### EXERCISE INPUT

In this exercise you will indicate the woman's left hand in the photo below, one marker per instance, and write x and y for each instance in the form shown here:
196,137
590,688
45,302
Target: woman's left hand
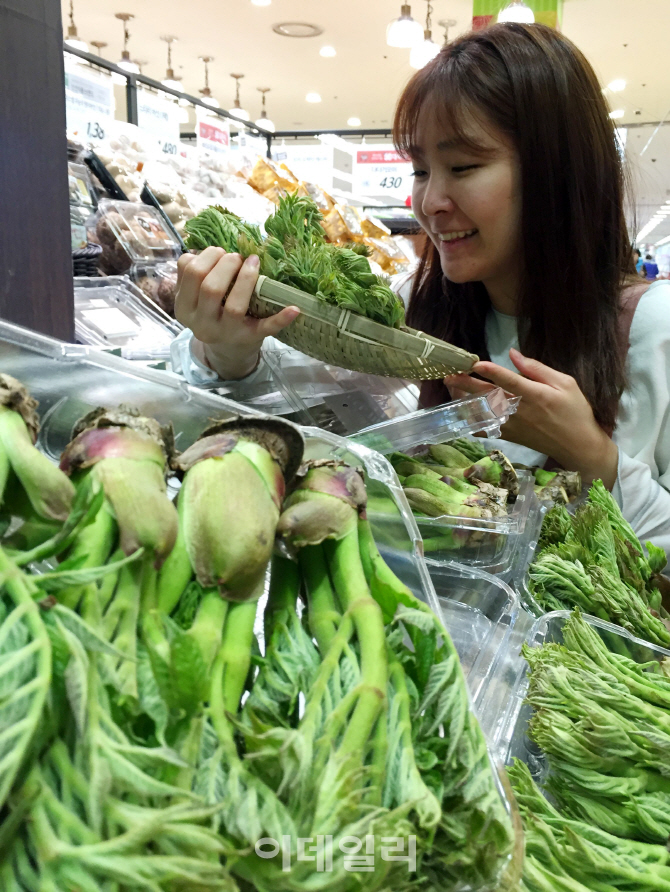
553,417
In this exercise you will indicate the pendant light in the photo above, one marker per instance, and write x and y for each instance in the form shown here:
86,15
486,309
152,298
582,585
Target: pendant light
517,11
72,38
170,80
125,61
237,109
424,52
264,121
206,94
404,32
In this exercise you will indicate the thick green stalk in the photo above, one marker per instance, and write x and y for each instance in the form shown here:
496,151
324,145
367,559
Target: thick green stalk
283,595
350,584
94,545
324,614
175,574
209,624
237,643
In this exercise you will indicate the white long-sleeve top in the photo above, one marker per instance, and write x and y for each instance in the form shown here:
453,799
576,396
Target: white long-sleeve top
642,434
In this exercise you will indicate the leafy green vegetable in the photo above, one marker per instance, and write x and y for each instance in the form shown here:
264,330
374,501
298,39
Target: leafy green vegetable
296,253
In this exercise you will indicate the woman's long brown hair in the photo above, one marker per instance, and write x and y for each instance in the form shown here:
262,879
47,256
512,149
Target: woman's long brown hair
535,86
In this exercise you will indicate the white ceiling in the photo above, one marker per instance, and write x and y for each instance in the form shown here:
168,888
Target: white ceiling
622,38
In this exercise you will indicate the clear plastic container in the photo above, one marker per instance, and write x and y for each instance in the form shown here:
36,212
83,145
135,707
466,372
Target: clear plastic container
473,415
502,709
112,312
130,233
485,544
69,381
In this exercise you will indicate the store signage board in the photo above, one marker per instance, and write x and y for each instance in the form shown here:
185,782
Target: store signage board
159,117
89,103
380,171
213,136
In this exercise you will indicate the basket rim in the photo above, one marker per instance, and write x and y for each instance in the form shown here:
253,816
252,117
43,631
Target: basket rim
417,344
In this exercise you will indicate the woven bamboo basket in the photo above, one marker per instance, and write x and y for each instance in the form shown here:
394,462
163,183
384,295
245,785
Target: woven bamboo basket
350,341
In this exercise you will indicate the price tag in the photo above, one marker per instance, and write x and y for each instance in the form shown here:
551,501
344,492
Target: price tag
213,137
89,104
382,171
159,117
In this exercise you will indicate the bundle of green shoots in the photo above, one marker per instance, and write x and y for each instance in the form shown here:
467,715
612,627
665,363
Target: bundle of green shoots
594,560
604,722
296,253
157,723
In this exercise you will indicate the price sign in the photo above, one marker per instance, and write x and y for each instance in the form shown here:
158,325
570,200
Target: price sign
380,171
213,136
89,104
160,118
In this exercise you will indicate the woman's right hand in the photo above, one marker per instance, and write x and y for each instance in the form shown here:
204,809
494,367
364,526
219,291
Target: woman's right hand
213,294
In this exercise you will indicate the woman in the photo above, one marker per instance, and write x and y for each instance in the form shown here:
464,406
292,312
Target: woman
519,186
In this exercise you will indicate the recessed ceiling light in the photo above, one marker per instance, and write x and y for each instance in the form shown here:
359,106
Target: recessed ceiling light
617,85
297,29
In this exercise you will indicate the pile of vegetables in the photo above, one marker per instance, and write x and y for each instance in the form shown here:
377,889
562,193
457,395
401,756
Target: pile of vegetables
163,711
296,253
594,560
603,722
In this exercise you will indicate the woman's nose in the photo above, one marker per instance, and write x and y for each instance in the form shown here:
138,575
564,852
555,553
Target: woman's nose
436,199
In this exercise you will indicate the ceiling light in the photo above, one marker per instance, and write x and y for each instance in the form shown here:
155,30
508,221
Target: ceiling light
297,29
517,11
170,80
72,38
424,52
617,85
237,109
264,121
125,61
404,32
206,93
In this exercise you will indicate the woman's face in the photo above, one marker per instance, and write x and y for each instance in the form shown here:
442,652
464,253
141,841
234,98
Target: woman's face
469,203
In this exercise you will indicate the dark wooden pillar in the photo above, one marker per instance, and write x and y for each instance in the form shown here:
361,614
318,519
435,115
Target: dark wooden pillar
35,246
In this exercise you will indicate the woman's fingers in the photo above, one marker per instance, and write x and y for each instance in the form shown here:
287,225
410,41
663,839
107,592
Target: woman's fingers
509,381
465,384
192,271
237,302
270,327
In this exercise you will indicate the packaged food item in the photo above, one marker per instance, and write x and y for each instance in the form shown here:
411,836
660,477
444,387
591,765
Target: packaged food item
130,233
158,281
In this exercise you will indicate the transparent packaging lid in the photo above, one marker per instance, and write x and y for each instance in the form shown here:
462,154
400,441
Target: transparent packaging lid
112,312
380,412
138,229
476,414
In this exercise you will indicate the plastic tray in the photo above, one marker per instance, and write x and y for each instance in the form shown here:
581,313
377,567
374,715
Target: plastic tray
130,233
481,612
501,706
112,312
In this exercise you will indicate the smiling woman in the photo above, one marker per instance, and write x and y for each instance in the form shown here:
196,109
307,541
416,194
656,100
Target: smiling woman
519,186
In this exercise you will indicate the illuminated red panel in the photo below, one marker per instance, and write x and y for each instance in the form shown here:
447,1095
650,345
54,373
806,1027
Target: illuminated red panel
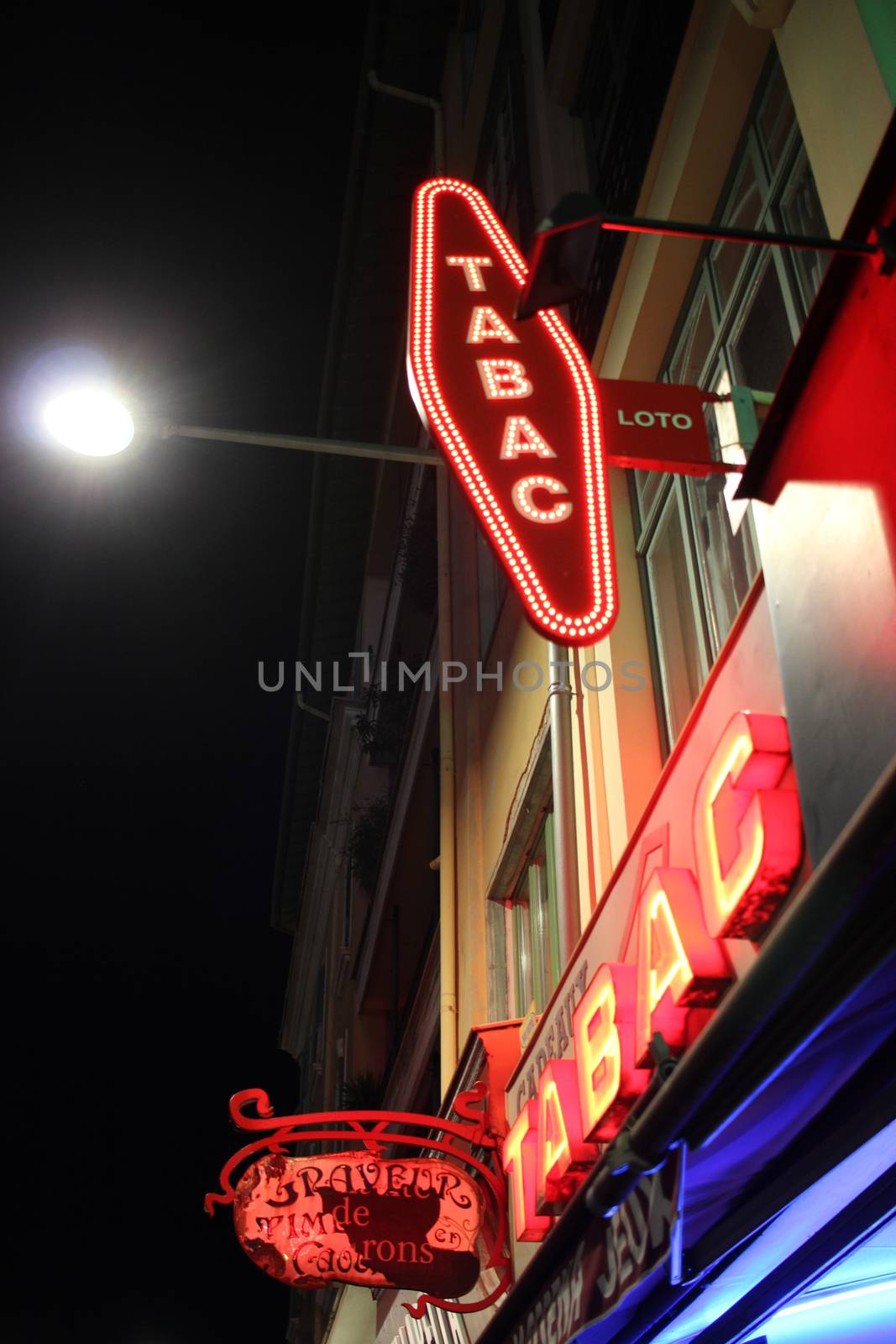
604,1039
519,1162
562,1151
537,486
747,828
680,967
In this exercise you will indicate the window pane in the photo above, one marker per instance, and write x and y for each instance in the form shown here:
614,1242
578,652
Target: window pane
523,956
775,118
743,213
763,340
694,349
673,604
496,929
540,924
802,214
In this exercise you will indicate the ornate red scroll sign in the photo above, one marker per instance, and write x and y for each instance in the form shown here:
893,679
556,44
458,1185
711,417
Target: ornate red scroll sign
515,409
374,1215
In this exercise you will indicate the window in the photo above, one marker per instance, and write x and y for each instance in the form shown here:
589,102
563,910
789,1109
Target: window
738,327
533,952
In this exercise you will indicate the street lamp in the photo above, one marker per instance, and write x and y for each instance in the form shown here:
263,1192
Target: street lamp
89,420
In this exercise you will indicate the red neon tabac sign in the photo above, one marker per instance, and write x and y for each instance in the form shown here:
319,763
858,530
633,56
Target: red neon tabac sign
515,409
747,840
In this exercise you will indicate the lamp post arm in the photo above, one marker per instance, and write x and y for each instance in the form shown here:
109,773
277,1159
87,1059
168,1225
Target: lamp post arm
335,447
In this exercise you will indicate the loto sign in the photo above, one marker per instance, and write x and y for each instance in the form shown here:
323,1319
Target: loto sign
359,1220
676,963
515,409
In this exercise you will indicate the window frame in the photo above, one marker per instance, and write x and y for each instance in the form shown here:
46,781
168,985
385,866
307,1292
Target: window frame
778,183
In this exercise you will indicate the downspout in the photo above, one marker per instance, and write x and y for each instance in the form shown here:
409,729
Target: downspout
448,884
563,780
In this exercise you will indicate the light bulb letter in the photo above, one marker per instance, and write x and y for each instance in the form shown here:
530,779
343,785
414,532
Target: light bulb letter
472,269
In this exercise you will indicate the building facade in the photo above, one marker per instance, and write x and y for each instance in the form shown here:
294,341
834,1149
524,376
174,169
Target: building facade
476,846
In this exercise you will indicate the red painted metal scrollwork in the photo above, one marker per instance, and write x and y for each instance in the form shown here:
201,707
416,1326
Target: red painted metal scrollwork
465,1142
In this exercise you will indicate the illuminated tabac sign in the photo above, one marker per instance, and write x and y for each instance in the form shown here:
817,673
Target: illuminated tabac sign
747,846
359,1220
515,409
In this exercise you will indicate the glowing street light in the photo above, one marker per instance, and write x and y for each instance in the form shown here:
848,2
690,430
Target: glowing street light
89,420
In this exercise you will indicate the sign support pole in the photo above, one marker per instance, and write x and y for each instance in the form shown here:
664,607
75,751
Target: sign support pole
563,781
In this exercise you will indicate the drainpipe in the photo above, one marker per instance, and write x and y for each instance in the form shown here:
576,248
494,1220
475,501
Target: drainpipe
438,131
564,831
448,885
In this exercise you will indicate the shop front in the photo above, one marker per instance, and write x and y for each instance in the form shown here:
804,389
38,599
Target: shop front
701,1131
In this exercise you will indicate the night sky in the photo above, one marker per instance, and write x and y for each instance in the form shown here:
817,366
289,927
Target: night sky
172,192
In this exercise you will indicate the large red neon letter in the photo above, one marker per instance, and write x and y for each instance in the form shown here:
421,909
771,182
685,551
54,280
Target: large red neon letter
747,830
563,573
680,965
604,1039
519,1162
562,1149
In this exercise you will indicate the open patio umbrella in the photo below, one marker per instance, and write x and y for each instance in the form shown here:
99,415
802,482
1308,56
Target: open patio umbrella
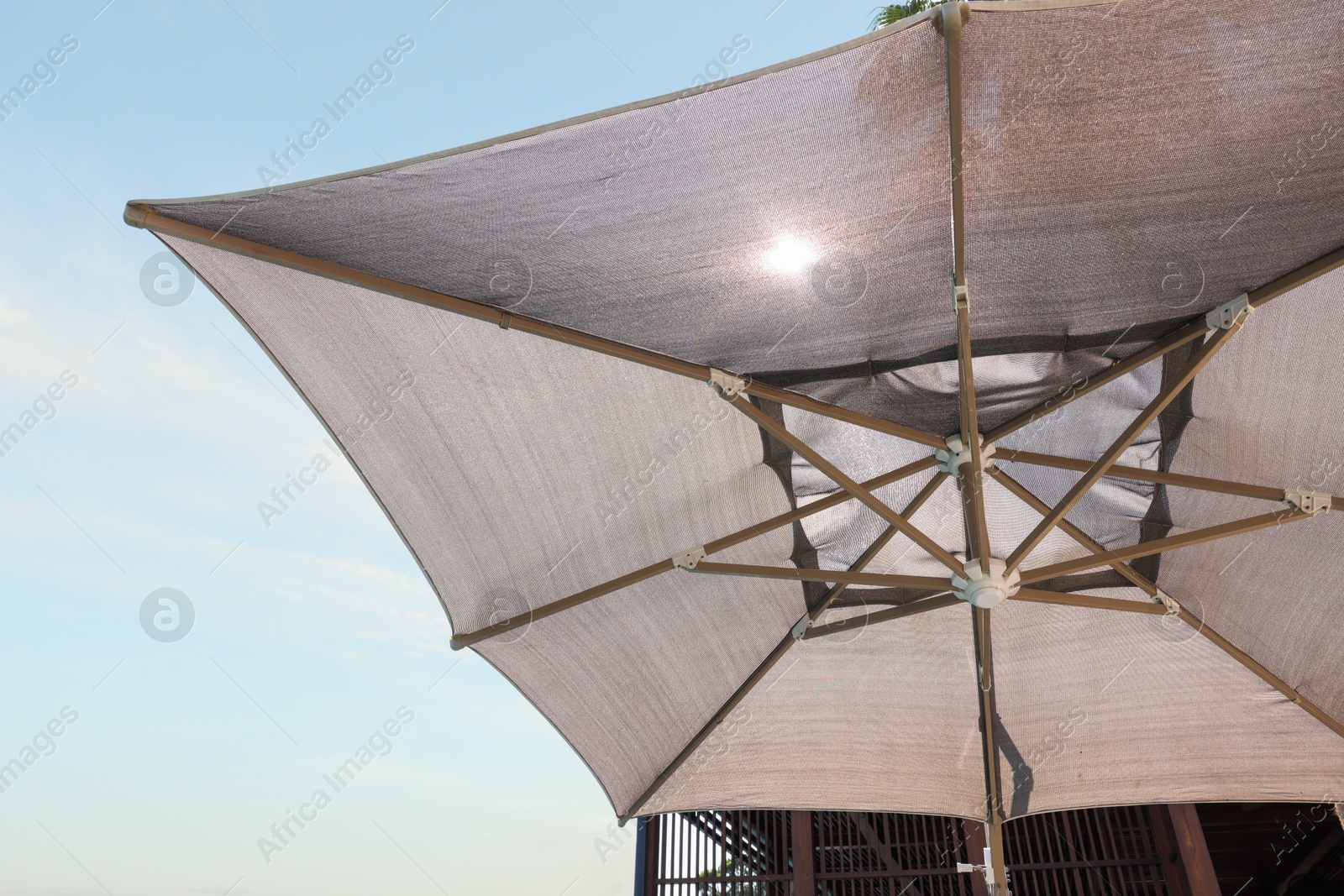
944,422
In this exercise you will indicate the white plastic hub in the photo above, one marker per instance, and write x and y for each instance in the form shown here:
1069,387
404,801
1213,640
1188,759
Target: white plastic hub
956,454
983,589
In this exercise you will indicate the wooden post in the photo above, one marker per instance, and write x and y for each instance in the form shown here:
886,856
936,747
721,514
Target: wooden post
974,832
804,856
647,856
1186,862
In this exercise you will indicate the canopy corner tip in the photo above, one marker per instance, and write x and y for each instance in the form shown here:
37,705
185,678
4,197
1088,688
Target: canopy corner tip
134,214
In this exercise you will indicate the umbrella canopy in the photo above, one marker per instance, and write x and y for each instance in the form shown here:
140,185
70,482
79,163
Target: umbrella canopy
707,417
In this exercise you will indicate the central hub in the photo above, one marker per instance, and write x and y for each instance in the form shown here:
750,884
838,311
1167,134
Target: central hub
958,453
983,589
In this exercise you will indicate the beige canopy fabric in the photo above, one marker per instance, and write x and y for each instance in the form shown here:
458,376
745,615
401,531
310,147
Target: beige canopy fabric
655,396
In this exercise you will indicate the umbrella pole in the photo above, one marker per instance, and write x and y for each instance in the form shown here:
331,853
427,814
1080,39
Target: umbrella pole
996,878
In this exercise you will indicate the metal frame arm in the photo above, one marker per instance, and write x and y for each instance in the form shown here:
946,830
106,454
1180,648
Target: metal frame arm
795,574
864,495
468,638
1158,477
1171,543
1070,530
1166,396
774,656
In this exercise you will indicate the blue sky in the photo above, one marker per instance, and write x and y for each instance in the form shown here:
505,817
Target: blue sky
175,758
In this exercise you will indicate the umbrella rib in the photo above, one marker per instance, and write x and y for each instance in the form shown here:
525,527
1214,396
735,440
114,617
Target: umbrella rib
796,574
1173,340
1198,625
1269,678
1160,477
665,566
971,481
914,607
1166,396
152,221
774,656
1072,600
858,490
1171,543
1070,530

######

TASK INSTRUCTIONS
Find every line above where the word "below" occurs, and copy that line.

ANSWER AREA
In this exercise you will indicate the woman's left hand in the photo below, one marker per instance, and write x and y for each instance in the form shown here:
In this exercise you will indicate the illuminated red panel in the photo below, one marker per instance, and write x and y for each instance in the form shown here:
In this exercise you will indicate the open patio umbrella in the photo below, one marker per instance, and write x and y for each instance in the form shown here:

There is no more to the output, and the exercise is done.